**Natural language region descriptions**
☆ ☆ ☆ ☆ ☆

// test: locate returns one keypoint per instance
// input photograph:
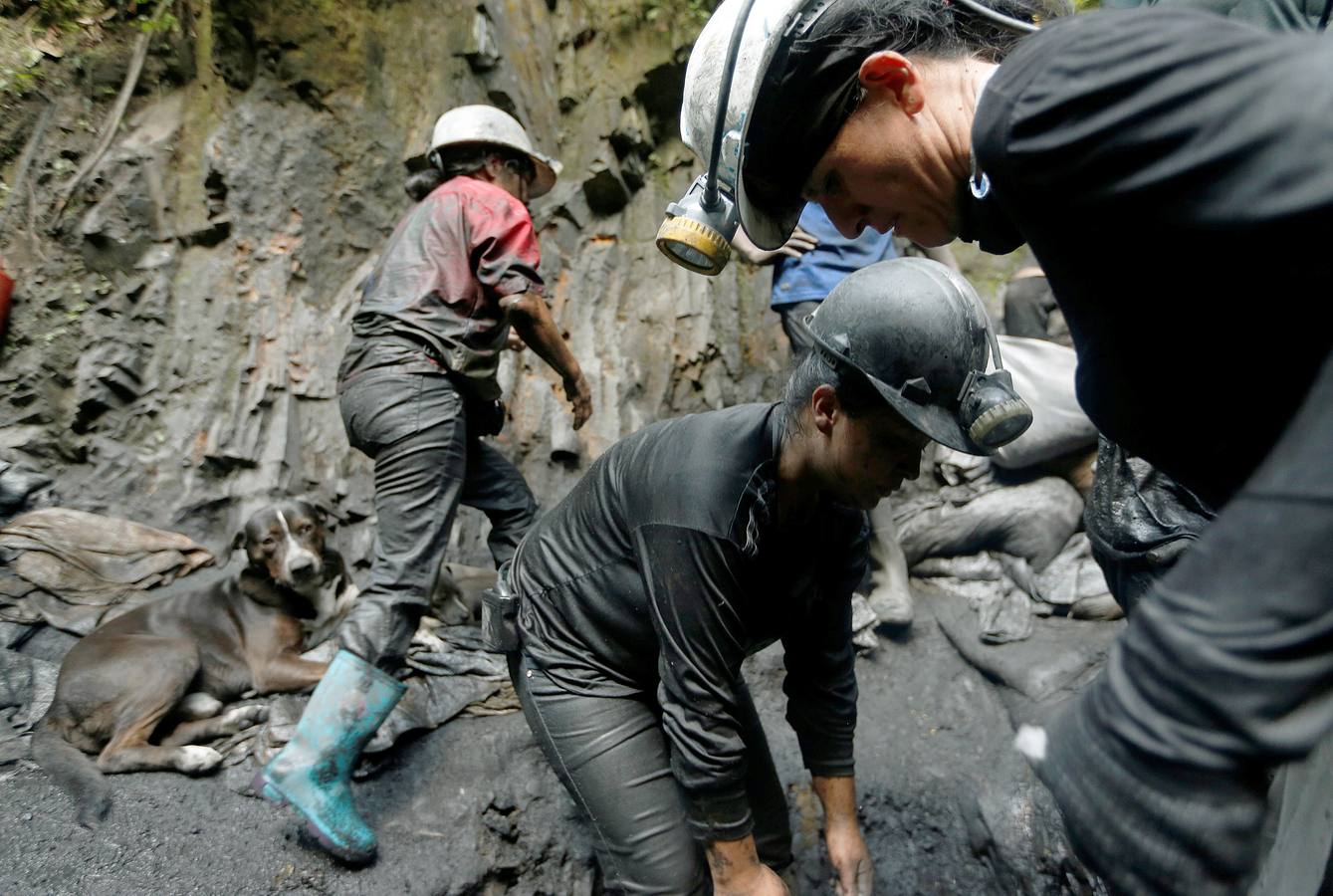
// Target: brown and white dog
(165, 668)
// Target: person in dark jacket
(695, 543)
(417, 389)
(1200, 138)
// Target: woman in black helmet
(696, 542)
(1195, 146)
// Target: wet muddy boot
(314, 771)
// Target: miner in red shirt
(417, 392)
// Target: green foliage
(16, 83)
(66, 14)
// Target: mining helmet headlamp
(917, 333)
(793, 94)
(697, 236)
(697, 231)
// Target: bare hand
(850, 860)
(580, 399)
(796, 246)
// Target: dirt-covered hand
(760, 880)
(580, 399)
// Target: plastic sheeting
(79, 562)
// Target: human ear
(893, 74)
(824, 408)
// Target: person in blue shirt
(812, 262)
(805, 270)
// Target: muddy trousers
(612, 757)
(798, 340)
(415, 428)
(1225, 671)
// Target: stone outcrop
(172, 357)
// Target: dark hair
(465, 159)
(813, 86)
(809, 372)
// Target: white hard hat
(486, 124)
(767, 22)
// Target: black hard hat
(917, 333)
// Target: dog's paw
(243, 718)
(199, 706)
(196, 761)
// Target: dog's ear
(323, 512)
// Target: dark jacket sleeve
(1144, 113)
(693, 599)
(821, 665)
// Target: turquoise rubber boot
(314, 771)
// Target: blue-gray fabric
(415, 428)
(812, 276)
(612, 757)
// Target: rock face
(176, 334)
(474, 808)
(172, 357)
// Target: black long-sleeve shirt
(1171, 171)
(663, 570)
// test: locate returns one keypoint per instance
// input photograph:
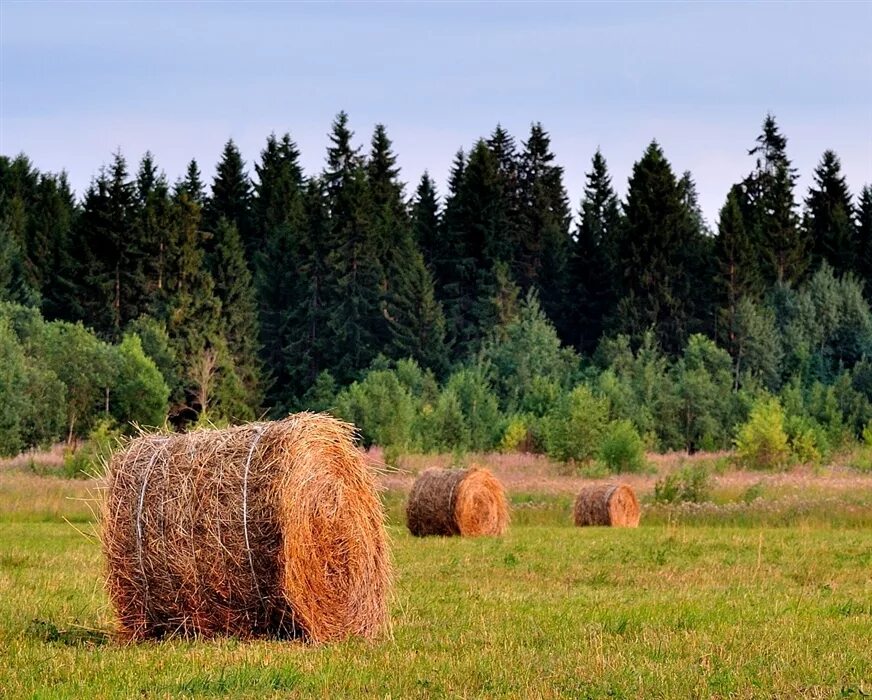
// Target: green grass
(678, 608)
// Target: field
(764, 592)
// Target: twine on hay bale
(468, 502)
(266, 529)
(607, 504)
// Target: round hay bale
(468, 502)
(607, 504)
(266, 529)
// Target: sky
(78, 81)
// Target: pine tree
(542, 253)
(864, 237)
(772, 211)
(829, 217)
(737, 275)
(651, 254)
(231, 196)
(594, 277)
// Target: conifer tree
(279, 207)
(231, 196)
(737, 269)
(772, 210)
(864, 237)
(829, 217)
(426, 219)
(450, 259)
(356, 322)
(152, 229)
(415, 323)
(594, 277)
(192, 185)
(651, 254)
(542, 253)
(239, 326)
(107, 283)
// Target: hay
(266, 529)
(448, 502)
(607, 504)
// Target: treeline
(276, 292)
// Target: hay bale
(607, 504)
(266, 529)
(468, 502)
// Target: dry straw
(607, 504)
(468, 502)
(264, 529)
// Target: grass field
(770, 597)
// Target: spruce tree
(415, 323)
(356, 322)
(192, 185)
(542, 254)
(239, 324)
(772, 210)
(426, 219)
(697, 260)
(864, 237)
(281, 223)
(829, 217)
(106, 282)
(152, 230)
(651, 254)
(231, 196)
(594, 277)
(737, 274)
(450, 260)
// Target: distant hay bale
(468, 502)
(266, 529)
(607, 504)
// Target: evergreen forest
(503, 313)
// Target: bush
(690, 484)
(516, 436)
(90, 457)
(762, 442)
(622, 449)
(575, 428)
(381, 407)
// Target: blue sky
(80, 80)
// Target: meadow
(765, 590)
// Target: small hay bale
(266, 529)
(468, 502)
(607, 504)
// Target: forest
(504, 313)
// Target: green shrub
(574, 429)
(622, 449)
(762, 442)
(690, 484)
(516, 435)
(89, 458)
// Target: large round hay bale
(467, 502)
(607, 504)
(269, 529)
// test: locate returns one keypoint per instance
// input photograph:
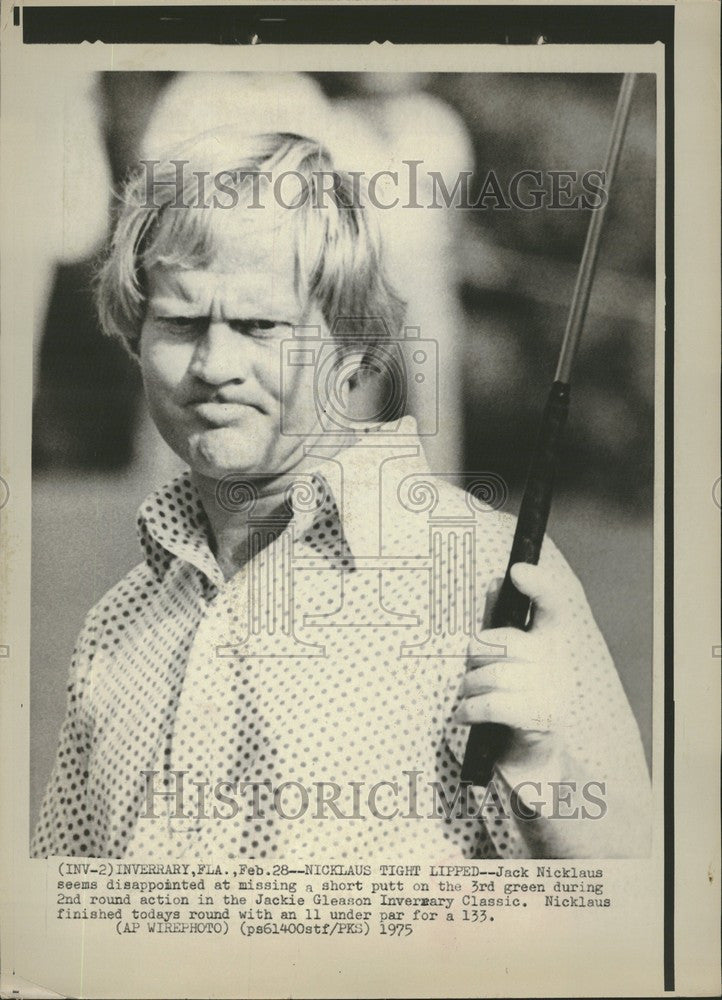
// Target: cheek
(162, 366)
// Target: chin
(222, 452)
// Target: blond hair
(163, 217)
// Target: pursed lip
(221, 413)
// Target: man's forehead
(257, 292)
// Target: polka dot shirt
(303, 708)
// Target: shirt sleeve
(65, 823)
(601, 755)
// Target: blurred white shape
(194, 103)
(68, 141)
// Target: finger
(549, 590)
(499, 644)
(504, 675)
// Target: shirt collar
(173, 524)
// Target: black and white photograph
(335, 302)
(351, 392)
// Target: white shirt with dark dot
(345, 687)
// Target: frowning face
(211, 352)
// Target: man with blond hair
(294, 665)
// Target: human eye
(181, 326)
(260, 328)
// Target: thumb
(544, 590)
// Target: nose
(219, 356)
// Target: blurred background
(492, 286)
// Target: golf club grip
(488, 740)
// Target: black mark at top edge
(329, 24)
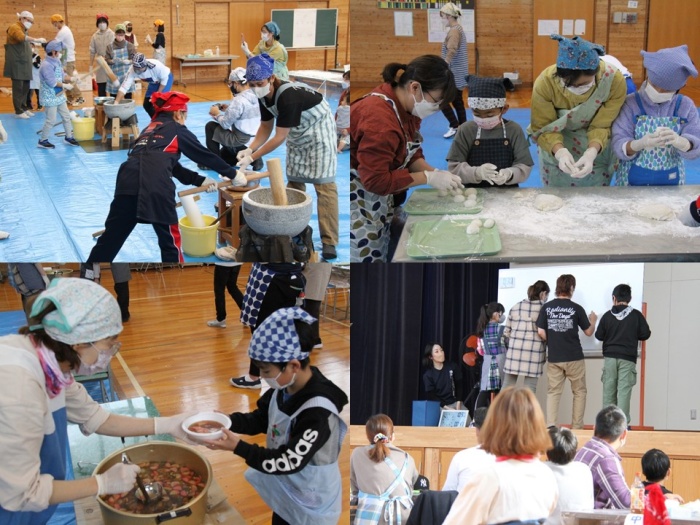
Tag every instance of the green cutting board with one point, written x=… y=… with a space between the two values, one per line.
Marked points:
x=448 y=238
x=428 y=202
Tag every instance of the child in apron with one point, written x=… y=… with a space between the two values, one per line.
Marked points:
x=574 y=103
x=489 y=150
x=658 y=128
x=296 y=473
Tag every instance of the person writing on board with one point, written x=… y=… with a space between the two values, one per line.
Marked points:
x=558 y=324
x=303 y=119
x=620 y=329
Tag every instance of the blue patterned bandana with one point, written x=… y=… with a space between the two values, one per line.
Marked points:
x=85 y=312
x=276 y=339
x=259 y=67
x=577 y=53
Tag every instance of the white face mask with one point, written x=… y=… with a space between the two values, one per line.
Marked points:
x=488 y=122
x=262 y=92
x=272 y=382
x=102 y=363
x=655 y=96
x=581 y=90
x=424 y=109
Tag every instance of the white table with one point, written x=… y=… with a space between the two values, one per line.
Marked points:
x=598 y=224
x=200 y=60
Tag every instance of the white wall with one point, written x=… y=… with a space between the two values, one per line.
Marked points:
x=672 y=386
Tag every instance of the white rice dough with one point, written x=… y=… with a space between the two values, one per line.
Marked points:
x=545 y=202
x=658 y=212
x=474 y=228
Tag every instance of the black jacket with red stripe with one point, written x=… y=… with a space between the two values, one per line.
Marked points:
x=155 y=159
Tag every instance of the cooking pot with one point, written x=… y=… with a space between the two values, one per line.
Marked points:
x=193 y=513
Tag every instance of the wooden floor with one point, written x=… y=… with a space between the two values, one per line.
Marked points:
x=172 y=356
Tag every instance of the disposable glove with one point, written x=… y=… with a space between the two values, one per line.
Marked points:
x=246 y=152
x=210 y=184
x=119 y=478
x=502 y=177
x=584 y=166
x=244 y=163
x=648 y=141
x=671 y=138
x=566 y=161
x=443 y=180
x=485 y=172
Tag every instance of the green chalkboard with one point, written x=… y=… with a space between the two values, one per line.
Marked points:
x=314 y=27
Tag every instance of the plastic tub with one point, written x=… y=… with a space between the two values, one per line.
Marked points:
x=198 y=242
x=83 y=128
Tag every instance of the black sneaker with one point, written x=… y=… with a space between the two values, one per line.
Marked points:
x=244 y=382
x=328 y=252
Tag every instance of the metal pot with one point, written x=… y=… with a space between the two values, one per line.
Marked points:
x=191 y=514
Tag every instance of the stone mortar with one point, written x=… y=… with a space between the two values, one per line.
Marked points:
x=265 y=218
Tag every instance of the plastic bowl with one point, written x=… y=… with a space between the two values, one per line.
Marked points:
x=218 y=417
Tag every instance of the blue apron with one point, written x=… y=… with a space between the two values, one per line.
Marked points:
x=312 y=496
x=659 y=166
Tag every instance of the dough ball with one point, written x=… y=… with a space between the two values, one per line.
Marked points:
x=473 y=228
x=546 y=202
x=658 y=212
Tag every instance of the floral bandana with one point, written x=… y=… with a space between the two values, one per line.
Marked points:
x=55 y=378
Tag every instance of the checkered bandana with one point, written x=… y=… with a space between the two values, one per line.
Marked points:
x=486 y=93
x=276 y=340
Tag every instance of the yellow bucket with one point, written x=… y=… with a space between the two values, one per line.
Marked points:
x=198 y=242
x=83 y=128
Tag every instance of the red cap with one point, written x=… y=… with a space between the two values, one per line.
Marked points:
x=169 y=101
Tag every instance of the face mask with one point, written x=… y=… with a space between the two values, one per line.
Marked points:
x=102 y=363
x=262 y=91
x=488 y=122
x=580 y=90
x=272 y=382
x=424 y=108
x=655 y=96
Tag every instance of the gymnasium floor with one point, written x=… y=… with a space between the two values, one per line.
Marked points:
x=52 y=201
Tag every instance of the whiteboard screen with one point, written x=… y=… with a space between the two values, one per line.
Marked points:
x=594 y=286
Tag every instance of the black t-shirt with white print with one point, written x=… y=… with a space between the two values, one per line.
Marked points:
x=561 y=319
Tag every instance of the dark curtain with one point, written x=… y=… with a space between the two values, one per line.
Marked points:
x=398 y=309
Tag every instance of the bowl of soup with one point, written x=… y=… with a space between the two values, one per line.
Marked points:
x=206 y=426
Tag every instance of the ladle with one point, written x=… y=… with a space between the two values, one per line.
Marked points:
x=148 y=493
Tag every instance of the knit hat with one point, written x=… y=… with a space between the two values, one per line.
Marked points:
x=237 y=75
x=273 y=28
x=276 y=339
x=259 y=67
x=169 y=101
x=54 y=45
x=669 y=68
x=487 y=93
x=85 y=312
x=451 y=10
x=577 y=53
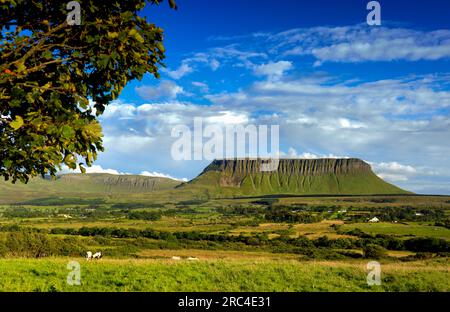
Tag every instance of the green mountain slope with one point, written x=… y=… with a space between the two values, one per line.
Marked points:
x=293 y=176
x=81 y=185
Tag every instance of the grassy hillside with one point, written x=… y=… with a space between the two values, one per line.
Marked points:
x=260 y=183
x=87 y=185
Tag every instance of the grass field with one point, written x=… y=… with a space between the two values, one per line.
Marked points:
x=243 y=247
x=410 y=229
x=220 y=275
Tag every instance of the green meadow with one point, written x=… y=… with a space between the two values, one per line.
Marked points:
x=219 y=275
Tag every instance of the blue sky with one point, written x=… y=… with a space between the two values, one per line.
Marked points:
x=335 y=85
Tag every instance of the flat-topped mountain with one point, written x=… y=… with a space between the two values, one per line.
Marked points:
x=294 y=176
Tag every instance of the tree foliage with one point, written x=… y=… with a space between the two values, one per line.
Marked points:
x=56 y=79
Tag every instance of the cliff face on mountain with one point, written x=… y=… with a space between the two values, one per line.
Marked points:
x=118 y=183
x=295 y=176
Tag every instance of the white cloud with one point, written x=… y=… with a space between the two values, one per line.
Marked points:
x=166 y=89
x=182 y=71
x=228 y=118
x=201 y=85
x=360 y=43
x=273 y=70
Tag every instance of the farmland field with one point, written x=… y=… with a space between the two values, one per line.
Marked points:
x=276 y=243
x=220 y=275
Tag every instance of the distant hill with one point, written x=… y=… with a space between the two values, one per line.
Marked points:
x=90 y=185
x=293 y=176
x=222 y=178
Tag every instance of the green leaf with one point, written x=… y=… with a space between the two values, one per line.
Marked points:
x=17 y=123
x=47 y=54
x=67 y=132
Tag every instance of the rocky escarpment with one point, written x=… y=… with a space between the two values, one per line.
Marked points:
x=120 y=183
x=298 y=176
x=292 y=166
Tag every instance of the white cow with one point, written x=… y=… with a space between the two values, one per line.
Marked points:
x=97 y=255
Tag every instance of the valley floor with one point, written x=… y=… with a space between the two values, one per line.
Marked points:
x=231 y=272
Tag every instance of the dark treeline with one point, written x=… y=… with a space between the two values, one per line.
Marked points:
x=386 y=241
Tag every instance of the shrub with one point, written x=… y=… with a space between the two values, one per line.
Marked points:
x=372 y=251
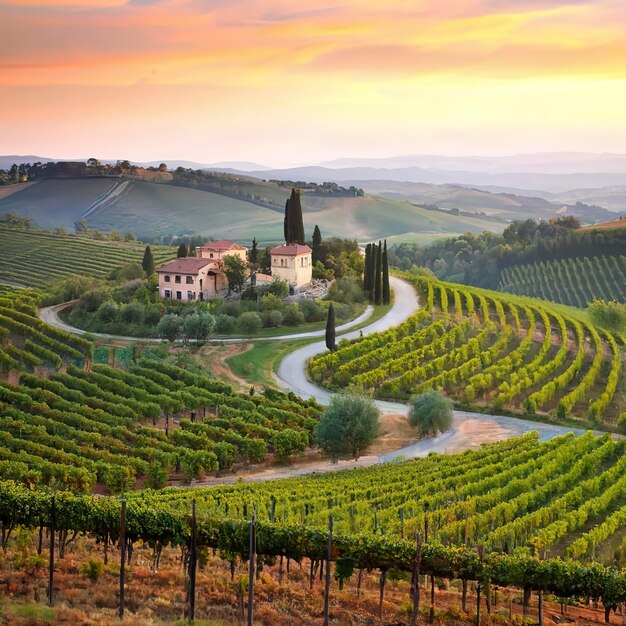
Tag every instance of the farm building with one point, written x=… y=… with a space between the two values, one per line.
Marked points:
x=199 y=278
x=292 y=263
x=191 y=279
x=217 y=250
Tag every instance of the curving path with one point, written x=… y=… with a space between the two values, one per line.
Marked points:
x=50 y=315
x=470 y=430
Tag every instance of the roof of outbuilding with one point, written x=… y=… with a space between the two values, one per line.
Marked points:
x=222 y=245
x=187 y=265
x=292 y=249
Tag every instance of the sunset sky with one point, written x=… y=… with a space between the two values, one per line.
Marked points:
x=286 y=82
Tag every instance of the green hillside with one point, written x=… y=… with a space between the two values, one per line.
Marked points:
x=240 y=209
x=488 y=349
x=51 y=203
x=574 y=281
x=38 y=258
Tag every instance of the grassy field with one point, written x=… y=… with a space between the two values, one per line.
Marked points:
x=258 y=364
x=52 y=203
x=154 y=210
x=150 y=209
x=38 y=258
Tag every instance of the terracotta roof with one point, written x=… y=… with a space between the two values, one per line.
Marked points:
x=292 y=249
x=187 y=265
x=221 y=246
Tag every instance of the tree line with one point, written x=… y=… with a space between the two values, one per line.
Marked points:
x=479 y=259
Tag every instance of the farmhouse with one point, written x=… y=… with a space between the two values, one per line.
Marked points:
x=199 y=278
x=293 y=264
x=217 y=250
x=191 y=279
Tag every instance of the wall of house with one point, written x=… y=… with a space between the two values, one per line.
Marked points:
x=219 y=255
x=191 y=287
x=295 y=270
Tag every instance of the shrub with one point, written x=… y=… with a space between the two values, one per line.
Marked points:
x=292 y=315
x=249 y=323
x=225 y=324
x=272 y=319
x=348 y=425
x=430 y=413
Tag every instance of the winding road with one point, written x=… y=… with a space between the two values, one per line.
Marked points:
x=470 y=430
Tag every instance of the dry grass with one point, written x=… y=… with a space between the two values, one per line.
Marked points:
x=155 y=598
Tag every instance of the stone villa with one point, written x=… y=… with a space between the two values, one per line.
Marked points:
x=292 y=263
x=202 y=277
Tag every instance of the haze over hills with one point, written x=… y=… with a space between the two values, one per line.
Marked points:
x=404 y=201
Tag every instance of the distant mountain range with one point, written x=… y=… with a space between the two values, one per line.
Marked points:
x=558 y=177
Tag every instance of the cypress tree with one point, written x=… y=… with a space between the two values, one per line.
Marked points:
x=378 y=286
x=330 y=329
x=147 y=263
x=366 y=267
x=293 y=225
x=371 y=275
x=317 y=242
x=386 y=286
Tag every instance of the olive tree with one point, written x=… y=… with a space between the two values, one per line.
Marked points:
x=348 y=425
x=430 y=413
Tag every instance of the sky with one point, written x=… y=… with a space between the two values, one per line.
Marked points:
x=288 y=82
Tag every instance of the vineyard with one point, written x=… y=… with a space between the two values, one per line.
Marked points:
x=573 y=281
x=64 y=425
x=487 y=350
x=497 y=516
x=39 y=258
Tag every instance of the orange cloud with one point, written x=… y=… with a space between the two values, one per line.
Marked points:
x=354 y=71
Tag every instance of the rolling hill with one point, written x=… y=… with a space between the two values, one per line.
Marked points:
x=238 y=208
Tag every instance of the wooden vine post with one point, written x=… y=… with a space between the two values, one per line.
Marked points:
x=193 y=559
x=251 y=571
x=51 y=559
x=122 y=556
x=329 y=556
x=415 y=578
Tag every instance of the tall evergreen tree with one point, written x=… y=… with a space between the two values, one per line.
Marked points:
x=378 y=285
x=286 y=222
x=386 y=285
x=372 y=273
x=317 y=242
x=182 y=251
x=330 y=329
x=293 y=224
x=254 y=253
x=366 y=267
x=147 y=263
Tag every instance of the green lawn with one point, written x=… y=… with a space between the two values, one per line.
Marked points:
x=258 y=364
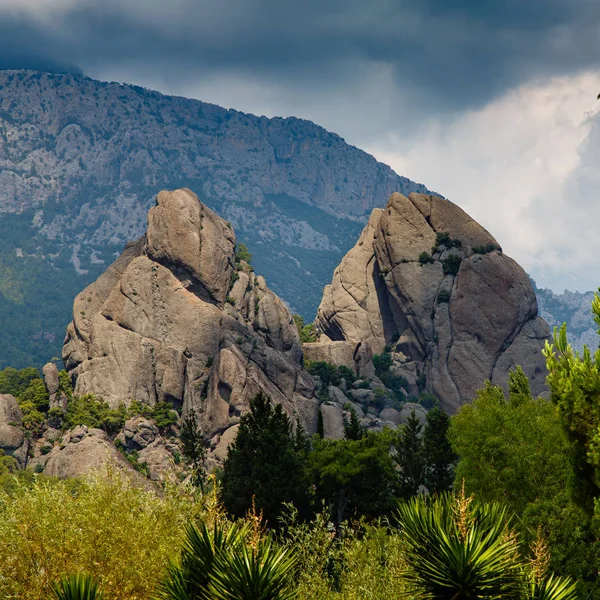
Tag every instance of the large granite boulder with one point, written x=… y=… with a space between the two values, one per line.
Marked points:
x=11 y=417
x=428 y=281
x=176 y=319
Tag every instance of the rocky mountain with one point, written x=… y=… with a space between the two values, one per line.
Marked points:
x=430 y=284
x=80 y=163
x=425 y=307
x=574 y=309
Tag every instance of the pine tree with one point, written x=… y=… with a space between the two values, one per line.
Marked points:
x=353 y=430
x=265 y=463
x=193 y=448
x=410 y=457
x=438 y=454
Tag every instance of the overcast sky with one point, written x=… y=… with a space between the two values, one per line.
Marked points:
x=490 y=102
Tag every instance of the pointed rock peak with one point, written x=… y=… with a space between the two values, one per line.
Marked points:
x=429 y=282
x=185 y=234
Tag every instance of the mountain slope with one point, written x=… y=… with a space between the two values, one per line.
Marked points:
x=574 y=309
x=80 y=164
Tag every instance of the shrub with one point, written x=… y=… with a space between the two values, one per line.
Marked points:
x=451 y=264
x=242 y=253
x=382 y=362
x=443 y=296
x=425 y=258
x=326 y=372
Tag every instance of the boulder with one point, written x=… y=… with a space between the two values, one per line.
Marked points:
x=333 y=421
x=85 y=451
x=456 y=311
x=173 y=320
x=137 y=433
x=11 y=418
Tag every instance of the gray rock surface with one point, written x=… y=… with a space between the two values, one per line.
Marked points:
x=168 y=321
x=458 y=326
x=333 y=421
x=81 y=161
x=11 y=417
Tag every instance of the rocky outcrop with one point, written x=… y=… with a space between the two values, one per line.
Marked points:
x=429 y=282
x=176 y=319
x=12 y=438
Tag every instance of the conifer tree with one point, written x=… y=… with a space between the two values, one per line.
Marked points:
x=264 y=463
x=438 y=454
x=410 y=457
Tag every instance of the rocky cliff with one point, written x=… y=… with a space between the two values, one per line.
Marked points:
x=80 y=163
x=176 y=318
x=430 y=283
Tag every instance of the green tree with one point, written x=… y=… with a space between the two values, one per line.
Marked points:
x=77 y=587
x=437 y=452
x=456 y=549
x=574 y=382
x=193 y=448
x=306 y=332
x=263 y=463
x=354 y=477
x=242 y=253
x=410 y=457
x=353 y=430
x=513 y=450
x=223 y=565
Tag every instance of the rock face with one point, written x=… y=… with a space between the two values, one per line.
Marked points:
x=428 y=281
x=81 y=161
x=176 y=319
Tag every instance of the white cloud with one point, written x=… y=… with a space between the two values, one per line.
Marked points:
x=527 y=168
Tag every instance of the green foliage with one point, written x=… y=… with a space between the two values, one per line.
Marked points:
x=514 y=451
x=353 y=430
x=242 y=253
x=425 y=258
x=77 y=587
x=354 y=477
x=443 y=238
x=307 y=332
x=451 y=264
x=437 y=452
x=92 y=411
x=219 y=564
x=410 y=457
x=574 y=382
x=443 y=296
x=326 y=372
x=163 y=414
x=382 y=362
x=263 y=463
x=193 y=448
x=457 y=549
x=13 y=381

☆ ☆ ☆ ☆ ☆

**EXERCISE INSTRUCTIONS**
Pull every line containing "cliff" out of the records.

**SOLUTION FOR THIS PROBLEM**
Tag every instance of the cliff face on mountain with one point, written x=… y=… with a space between the two values, one per line.
Tag every instance of the rocky cliff with one point, written x=… y=… with a space between the two values, one per line.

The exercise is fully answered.